> [Description of the task]
Could you output every line of the records below as a numbered list, skipping blank lines and leaving out the pictures?

>> BEGIN Stored records

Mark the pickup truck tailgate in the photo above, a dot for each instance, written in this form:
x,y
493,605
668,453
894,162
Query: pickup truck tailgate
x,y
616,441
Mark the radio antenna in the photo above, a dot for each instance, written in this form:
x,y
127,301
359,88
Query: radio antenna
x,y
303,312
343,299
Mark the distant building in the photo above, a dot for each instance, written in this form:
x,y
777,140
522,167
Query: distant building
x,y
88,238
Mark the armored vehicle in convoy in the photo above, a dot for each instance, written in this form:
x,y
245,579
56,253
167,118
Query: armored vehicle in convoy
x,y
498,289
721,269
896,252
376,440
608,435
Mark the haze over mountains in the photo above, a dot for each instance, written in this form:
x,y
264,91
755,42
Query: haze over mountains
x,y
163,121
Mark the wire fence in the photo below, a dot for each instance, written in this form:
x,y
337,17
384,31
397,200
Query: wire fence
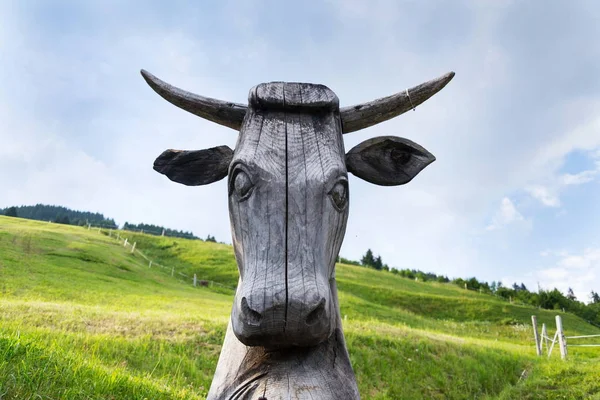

>> END Stored records

> [Response]
1. Mark the pickup truck tailgate in the photo above, a dot for each instance, written in this form:
2. x,y
3. 493,605
4. 668,453
5. 894,162
6. Query: pickup truck tailgate
7. x,y
8. 616,441
9. Mark the radio antenna in the photo above, a dot for each instance, written in this form:
10. x,y
11. 127,301
12. 359,88
13. Query: radio antenna
14. x,y
15. 303,312
16. 343,299
17. Mark the distant building in the photo above, a dot for each instance, written in this form:
18. x,y
19. 777,140
20. 522,167
21. Query: distant building
22. x,y
23. 88,238
24. Mark the armored vehicle in convoy in the photo above, a dot for each instance, written in this form:
25. x,y
26. 245,579
27. 56,253
28. 167,118
29. Query: armored vehicle in convoy
30. x,y
31. 498,289
32. 721,269
33. 896,252
34. 376,440
35. 608,435
36. Mark the haze over mountains in the photo above, a dot for each instance, written in this form:
37. x,y
38. 264,91
39. 755,42
40. Query: haze over mountains
41. x,y
42. 163,121
43. Mark the wire fence in the photo below, a dot for each instance, written in this form:
44. x,y
45. 337,17
46. 384,31
47. 397,200
48. Query: wire fence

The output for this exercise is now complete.